- Task requirements: Below is a block of entries; repeat exactly the lines starting at the line that contains "in: indicate the white curtain, one" and ending at the line that contains "in: indicate the white vase, one point each.", both included.

(Recorded data)
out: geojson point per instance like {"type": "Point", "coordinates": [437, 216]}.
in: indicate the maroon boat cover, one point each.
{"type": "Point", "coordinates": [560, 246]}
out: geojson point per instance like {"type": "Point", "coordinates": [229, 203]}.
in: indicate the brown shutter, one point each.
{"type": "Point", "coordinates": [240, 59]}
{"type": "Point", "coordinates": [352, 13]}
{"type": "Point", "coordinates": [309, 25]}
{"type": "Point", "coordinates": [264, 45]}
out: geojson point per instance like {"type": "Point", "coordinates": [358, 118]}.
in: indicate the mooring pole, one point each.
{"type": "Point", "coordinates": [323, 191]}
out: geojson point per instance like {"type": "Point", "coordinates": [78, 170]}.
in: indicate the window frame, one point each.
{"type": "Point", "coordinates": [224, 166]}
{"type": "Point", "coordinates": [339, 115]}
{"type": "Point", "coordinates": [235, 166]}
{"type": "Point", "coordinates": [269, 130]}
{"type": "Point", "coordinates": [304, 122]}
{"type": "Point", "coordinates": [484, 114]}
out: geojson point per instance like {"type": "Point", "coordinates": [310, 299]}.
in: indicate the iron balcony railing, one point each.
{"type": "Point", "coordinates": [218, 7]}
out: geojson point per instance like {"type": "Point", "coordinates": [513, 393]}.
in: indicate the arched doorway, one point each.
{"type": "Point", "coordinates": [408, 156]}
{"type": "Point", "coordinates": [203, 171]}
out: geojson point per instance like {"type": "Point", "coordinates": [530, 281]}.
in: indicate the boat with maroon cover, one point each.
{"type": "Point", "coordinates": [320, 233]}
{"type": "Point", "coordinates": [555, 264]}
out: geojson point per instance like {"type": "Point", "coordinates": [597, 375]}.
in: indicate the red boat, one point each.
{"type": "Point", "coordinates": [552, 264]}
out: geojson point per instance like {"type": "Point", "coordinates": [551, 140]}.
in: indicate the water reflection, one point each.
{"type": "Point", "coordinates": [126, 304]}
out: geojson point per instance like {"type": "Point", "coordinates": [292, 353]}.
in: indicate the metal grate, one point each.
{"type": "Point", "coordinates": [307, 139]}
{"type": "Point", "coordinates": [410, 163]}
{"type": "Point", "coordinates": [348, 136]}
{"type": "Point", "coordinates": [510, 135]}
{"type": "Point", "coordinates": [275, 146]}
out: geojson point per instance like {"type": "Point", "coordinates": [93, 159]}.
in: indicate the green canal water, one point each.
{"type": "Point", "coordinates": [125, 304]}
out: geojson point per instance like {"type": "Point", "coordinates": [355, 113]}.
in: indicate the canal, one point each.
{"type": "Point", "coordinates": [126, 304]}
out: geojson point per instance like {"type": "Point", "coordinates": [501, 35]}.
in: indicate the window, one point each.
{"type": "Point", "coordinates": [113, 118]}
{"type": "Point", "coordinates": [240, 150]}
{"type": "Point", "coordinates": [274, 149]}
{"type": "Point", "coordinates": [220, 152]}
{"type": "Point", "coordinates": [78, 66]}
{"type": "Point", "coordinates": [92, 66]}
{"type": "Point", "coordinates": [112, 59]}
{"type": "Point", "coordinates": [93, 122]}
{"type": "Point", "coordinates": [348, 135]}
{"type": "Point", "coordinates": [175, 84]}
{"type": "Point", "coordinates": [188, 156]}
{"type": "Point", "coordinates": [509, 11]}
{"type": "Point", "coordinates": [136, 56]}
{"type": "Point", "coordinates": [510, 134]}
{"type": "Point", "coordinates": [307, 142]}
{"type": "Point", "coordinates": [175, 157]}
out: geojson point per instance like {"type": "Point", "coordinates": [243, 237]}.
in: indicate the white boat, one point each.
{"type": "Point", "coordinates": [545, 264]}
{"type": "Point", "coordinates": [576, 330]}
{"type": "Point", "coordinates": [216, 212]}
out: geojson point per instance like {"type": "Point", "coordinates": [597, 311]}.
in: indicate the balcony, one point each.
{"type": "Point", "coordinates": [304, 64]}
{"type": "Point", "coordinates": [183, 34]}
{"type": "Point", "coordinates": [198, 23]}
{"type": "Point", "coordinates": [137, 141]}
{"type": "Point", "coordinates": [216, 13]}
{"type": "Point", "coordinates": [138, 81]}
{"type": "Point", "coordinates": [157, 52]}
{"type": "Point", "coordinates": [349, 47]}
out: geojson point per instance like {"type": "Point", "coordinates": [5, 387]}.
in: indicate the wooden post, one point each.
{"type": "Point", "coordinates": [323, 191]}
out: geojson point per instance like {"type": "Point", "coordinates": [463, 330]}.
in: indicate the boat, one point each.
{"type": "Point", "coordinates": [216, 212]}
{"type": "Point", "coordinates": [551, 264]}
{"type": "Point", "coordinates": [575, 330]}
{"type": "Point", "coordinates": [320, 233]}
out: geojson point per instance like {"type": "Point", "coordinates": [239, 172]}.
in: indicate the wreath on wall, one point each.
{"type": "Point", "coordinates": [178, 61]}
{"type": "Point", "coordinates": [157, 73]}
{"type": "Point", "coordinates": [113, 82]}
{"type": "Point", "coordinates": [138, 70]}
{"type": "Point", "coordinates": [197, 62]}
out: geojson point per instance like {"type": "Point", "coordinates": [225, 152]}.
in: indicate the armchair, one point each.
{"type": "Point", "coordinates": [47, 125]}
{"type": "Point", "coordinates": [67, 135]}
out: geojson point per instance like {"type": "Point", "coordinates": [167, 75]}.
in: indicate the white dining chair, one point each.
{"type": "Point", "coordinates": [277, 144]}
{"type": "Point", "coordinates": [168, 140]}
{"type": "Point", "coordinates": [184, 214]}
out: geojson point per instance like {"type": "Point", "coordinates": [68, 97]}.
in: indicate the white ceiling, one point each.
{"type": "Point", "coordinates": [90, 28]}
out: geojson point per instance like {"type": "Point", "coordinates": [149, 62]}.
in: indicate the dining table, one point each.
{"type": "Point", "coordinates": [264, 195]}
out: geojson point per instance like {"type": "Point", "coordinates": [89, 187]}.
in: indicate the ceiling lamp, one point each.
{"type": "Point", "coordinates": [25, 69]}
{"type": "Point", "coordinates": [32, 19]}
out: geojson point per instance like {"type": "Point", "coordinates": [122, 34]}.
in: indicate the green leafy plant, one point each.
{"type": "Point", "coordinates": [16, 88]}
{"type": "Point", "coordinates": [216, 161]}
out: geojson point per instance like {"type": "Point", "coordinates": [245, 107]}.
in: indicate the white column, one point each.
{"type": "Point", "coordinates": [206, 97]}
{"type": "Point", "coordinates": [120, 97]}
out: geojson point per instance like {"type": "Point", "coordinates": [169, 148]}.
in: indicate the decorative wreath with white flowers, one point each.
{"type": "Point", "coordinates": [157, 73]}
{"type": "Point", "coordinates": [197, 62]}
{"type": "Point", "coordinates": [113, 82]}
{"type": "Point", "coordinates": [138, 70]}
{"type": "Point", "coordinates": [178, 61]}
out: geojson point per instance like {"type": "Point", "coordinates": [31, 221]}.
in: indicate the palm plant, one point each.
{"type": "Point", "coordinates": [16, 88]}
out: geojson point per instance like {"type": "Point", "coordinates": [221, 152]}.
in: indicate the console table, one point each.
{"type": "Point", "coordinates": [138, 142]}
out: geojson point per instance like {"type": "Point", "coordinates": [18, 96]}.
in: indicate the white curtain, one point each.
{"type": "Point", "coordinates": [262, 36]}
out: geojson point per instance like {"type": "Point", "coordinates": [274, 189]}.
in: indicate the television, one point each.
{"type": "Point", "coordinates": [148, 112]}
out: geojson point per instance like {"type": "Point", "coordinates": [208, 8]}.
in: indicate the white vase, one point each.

---

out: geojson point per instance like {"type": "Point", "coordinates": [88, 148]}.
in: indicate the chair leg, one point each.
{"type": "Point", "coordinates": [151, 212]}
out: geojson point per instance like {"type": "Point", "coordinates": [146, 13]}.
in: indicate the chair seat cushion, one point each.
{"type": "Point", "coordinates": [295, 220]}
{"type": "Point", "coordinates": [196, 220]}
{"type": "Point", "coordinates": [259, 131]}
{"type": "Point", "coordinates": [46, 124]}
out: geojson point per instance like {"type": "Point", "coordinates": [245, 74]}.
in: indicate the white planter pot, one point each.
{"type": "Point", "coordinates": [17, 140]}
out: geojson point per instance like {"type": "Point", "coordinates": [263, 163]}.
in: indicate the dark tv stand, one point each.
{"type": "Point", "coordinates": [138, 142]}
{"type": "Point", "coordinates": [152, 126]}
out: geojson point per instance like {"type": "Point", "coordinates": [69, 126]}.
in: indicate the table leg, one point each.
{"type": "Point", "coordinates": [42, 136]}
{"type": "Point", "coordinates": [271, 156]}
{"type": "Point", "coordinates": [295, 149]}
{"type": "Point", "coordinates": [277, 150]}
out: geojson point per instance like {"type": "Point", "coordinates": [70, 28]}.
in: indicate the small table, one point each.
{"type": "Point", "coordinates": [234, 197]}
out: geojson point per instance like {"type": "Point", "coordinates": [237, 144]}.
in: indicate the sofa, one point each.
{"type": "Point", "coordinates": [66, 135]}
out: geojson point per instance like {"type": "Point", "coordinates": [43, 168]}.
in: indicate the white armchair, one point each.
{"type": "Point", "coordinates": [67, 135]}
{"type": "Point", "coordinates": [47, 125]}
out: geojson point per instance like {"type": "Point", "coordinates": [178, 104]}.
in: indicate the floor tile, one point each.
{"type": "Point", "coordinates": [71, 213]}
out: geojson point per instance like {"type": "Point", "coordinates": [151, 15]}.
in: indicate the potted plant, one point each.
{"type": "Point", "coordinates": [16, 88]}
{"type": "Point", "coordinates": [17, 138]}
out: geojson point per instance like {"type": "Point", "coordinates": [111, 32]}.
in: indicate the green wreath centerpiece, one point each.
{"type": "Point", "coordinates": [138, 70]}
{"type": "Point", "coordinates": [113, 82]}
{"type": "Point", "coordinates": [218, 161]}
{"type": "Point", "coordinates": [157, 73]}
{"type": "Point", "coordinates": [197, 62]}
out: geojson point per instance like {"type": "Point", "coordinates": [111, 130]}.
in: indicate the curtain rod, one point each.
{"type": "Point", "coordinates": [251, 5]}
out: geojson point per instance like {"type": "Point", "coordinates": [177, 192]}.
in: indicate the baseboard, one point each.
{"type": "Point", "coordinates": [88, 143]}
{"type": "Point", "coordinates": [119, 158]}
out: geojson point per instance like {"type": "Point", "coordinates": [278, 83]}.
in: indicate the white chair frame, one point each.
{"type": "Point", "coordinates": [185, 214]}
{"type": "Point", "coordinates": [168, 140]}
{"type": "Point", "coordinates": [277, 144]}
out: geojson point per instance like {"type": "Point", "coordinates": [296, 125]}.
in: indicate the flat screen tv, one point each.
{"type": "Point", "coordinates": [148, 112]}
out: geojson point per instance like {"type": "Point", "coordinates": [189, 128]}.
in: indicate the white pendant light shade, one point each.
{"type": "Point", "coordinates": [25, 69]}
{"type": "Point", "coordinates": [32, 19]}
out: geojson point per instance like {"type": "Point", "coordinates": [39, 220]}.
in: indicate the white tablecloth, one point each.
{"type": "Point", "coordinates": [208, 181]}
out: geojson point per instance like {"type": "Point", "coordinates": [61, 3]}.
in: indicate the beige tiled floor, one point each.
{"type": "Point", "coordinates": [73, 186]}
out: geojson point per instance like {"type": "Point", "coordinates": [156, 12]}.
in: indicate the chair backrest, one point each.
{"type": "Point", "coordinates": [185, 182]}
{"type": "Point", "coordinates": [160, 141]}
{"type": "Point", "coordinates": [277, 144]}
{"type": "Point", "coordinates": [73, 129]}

- Completed task:
in: indicate the white curtain, one point each.
{"type": "Point", "coordinates": [262, 36]}
out: geojson point per instance like {"type": "Point", "coordinates": [274, 189]}.
in: indicate the television, one point each.
{"type": "Point", "coordinates": [148, 112]}
out: geojson point per instance like {"type": "Point", "coordinates": [208, 8]}.
in: indicate the white vase, one point each.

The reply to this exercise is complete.